> **Exercise goal**:
The line containing "of the snow-covered" and every line after it, through the end of the records below: repeat them exactly, nothing more.

Referring expression pointing data:

##############################

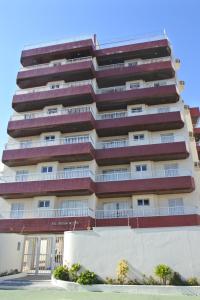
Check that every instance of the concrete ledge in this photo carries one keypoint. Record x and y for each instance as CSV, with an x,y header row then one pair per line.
x,y
133,289
14,276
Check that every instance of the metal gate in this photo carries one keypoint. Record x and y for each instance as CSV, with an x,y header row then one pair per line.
x,y
42,254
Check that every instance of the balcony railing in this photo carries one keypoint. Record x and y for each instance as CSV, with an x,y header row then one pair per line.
x,y
56,63
121,176
65,111
99,214
146,212
135,63
88,139
72,174
62,86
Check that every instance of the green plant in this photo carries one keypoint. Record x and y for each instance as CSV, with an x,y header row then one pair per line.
x,y
122,271
62,273
73,272
176,279
192,281
164,272
87,277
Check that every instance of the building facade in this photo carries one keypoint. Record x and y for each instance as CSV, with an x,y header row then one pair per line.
x,y
100,143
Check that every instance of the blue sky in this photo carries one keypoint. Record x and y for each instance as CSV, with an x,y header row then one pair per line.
x,y
25,22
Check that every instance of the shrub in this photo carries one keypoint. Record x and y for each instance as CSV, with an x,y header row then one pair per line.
x,y
176,279
73,272
87,277
62,273
192,281
164,272
122,271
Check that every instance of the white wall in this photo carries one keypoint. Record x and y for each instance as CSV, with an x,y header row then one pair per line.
x,y
10,257
101,249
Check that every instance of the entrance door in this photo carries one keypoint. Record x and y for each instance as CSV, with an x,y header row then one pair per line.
x,y
42,254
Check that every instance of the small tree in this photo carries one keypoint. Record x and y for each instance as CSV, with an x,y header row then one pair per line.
x,y
164,272
122,271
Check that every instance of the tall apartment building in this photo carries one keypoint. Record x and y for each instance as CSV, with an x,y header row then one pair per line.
x,y
102,148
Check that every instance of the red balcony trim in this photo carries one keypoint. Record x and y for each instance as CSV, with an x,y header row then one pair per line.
x,y
64,123
46,225
61,153
59,225
154,152
47,53
70,72
154,122
133,49
158,186
78,95
150,96
61,187
151,71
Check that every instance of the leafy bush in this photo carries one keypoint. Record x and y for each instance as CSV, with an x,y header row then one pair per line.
x,y
62,273
122,271
192,281
73,272
164,272
87,277
176,279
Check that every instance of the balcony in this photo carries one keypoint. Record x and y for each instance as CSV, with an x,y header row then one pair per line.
x,y
152,122
73,93
147,70
60,220
69,49
159,182
67,70
156,46
121,152
61,183
68,120
77,148
150,93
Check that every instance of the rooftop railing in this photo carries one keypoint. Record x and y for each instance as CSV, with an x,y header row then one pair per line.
x,y
99,214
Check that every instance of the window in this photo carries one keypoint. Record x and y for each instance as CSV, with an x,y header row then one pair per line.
x,y
25,144
21,175
141,168
143,202
138,137
49,138
52,111
171,170
136,110
17,210
163,109
135,85
44,203
167,138
47,169
55,86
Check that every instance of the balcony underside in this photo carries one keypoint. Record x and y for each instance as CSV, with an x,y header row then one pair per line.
x,y
69,72
64,123
85,121
60,153
146,72
168,185
159,48
46,225
149,96
59,225
155,152
152,122
46,54
73,96
61,187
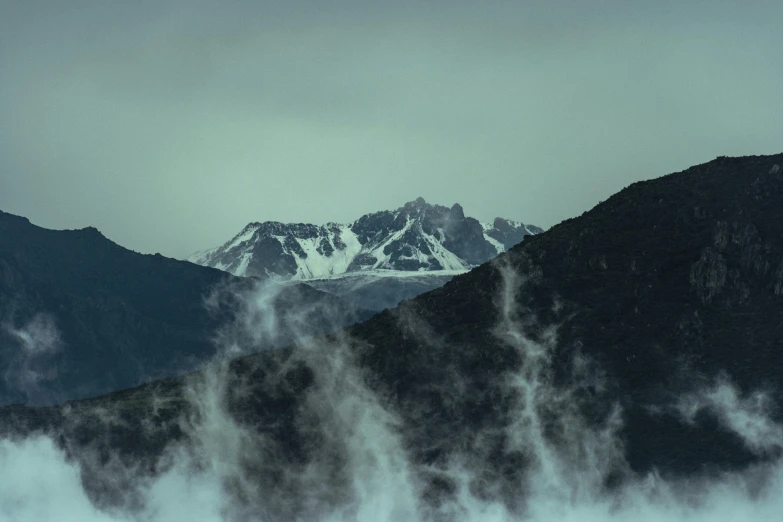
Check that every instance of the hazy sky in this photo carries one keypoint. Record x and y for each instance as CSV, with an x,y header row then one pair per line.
x,y
170,124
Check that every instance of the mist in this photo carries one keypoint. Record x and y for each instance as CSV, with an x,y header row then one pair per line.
x,y
359,464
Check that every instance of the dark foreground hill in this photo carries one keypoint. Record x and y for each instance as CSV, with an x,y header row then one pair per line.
x,y
81,315
643,335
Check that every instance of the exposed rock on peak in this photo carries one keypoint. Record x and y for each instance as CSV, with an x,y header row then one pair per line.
x,y
417,237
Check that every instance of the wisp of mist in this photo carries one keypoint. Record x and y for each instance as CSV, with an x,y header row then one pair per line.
x,y
362,470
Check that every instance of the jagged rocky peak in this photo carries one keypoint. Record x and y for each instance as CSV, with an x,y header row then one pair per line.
x,y
417,237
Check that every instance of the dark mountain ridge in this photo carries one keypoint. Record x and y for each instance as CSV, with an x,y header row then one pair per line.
x,y
83,316
650,321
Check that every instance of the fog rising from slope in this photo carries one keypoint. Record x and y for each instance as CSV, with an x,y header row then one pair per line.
x,y
170,124
361,471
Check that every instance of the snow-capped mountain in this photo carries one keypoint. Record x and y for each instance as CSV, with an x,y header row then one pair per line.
x,y
417,237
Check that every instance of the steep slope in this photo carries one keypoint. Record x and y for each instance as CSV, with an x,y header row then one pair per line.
x,y
415,237
644,335
80,315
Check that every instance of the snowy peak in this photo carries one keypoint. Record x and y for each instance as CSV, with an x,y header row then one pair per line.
x,y
418,237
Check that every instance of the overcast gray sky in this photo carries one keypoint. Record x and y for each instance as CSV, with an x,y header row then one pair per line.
x,y
170,124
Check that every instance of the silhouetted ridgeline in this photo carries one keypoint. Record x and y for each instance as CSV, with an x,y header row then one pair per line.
x,y
638,331
81,315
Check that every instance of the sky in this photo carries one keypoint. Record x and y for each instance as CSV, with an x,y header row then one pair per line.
x,y
170,124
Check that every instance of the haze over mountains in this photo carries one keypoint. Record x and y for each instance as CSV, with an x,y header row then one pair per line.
x,y
81,315
374,262
624,363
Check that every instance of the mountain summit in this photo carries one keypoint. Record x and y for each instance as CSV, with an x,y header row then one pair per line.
x,y
417,237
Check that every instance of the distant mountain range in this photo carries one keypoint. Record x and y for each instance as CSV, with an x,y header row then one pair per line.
x,y
417,237
81,315
637,343
379,252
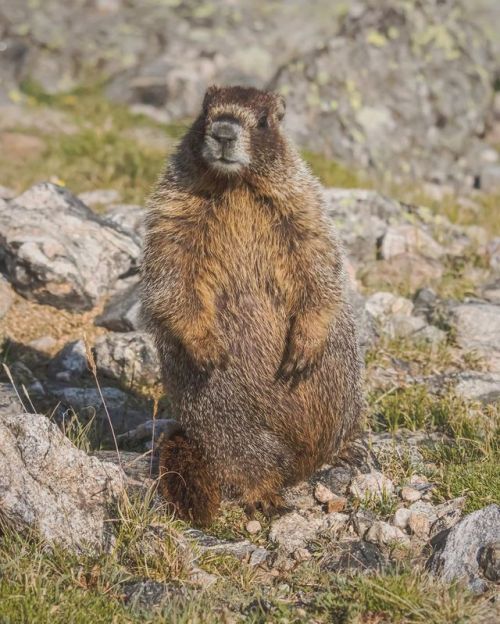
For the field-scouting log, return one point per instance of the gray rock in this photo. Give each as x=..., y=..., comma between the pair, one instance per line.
x=72, y=265
x=336, y=479
x=436, y=97
x=477, y=327
x=99, y=197
x=128, y=217
x=6, y=193
x=403, y=239
x=6, y=297
x=148, y=594
x=204, y=543
x=130, y=358
x=478, y=386
x=126, y=411
x=383, y=533
x=70, y=362
x=293, y=531
x=371, y=485
x=122, y=313
x=49, y=486
x=10, y=403
x=489, y=561
x=149, y=430
x=383, y=304
x=359, y=556
x=457, y=555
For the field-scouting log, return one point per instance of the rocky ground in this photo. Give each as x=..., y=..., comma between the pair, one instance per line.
x=412, y=534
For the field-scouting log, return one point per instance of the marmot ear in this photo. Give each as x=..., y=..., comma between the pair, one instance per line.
x=209, y=93
x=280, y=106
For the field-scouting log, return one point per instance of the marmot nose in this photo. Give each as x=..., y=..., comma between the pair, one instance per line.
x=225, y=131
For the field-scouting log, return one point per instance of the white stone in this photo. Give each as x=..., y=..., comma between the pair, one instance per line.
x=371, y=485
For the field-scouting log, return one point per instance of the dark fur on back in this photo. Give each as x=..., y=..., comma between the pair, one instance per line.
x=243, y=290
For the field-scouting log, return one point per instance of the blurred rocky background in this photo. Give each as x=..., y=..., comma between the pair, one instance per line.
x=395, y=105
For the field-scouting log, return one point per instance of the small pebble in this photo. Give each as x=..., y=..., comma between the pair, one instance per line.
x=301, y=554
x=253, y=527
x=419, y=525
x=401, y=517
x=410, y=494
x=322, y=494
x=337, y=503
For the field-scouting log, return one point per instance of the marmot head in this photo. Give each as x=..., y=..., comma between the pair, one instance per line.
x=240, y=130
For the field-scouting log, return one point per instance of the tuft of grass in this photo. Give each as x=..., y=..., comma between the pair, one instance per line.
x=404, y=596
x=101, y=153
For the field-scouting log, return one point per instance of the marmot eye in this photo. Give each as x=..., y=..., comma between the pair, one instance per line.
x=262, y=122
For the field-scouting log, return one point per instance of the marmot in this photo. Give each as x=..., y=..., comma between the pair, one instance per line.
x=243, y=290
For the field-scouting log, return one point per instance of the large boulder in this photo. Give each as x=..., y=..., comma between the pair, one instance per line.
x=50, y=487
x=57, y=251
x=130, y=358
x=460, y=554
x=418, y=71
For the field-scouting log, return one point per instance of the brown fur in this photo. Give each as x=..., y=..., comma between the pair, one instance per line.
x=243, y=289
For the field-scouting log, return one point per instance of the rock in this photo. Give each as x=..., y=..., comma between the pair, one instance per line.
x=359, y=556
x=253, y=526
x=130, y=358
x=122, y=312
x=477, y=327
x=401, y=518
x=293, y=531
x=126, y=412
x=371, y=485
x=448, y=514
x=383, y=304
x=404, y=239
x=362, y=520
x=477, y=386
x=361, y=219
x=149, y=431
x=6, y=193
x=10, y=403
x=491, y=291
x=352, y=114
x=69, y=266
x=410, y=495
x=457, y=555
x=204, y=543
x=201, y=578
x=70, y=362
x=338, y=503
x=419, y=525
x=335, y=522
x=99, y=197
x=44, y=344
x=301, y=554
x=129, y=217
x=336, y=479
x=49, y=486
x=383, y=533
x=258, y=557
x=400, y=326
x=489, y=562
x=322, y=494
x=148, y=594
x=6, y=297
x=404, y=272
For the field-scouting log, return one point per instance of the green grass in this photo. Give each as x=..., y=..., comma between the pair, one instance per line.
x=102, y=152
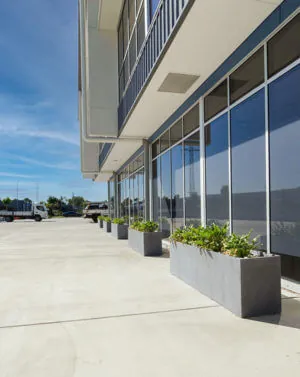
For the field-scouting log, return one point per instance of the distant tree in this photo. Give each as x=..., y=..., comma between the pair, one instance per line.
x=6, y=202
x=77, y=202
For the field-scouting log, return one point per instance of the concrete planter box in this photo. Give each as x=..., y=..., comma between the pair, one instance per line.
x=119, y=231
x=247, y=287
x=106, y=227
x=145, y=243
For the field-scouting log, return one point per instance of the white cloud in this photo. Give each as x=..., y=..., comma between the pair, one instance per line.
x=59, y=165
x=18, y=130
x=16, y=175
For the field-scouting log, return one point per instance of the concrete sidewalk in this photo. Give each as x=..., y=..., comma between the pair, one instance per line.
x=76, y=302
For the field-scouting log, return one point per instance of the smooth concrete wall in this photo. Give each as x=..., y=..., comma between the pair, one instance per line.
x=248, y=287
x=102, y=85
x=119, y=231
x=145, y=243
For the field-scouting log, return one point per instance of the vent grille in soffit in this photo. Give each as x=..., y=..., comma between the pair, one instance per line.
x=177, y=83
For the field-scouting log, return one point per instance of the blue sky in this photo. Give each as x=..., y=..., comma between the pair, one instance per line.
x=39, y=132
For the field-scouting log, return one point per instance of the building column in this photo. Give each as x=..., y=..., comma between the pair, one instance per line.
x=146, y=179
x=108, y=198
x=116, y=202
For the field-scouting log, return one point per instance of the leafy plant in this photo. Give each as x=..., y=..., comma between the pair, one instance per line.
x=118, y=220
x=240, y=246
x=145, y=226
x=210, y=238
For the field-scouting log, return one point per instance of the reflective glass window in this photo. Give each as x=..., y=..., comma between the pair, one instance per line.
x=176, y=132
x=216, y=101
x=132, y=50
x=138, y=5
x=131, y=4
x=248, y=76
x=141, y=194
x=191, y=120
x=153, y=4
x=192, y=179
x=140, y=31
x=284, y=120
x=217, y=171
x=156, y=189
x=125, y=25
x=155, y=149
x=165, y=141
x=166, y=194
x=177, y=187
x=126, y=70
x=284, y=47
x=249, y=167
x=136, y=196
x=120, y=45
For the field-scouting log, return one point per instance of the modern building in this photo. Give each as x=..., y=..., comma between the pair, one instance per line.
x=190, y=110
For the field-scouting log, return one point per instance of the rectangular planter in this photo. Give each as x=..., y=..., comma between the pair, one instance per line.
x=119, y=231
x=106, y=227
x=145, y=243
x=247, y=287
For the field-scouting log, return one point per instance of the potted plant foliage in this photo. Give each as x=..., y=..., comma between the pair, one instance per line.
x=143, y=237
x=119, y=229
x=107, y=224
x=100, y=221
x=228, y=269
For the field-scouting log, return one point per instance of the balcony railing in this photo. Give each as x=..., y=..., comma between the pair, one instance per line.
x=162, y=27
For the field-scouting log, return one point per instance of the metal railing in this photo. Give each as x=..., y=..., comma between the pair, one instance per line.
x=164, y=22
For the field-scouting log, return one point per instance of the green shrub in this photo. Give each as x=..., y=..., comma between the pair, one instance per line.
x=145, y=226
x=240, y=246
x=118, y=220
x=216, y=238
x=210, y=238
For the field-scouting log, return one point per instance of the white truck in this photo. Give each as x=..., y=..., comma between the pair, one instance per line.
x=34, y=211
x=93, y=210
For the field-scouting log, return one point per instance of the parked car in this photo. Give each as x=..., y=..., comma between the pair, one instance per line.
x=72, y=214
x=93, y=210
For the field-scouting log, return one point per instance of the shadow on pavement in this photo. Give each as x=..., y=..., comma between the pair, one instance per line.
x=289, y=317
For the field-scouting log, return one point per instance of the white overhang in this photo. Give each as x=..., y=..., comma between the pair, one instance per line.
x=109, y=13
x=210, y=33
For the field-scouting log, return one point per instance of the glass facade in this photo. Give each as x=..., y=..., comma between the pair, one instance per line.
x=177, y=186
x=217, y=171
x=111, y=198
x=153, y=4
x=131, y=35
x=192, y=179
x=250, y=122
x=249, y=167
x=131, y=190
x=176, y=174
x=284, y=108
x=165, y=215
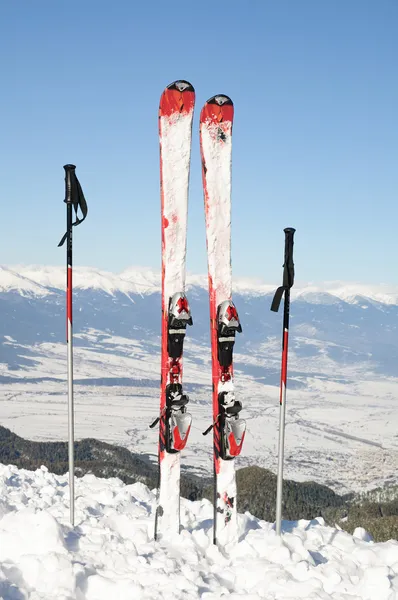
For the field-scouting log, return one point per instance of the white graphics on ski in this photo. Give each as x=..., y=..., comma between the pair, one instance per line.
x=216, y=148
x=175, y=133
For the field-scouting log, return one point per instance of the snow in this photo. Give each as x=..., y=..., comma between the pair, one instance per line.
x=42, y=280
x=111, y=554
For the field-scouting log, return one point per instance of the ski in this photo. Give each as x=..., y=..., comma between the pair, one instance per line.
x=216, y=121
x=175, y=134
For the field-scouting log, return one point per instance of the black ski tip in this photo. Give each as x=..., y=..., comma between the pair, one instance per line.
x=181, y=85
x=220, y=100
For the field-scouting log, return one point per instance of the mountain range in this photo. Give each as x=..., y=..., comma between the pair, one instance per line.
x=343, y=368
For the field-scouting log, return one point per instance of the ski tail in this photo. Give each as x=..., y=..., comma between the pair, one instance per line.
x=175, y=136
x=216, y=121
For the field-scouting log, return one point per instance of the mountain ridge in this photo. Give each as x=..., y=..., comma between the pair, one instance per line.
x=43, y=280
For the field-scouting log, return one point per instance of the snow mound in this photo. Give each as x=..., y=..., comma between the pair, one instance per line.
x=111, y=555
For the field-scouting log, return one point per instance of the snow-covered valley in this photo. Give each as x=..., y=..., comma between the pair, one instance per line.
x=343, y=373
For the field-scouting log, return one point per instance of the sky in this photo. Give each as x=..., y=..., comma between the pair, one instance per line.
x=315, y=140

##############################

> **Output for this exercise**:
For the field-scouting log, return one point per instance of the snow-covered valley in this photo. Give each as x=..., y=..., comma between the pair, one instance per line.
x=343, y=373
For the field-scouting log, return one point per instance of the sky in this photo. Give each as x=..., y=..., comma between the pair, one instance per line.
x=315, y=140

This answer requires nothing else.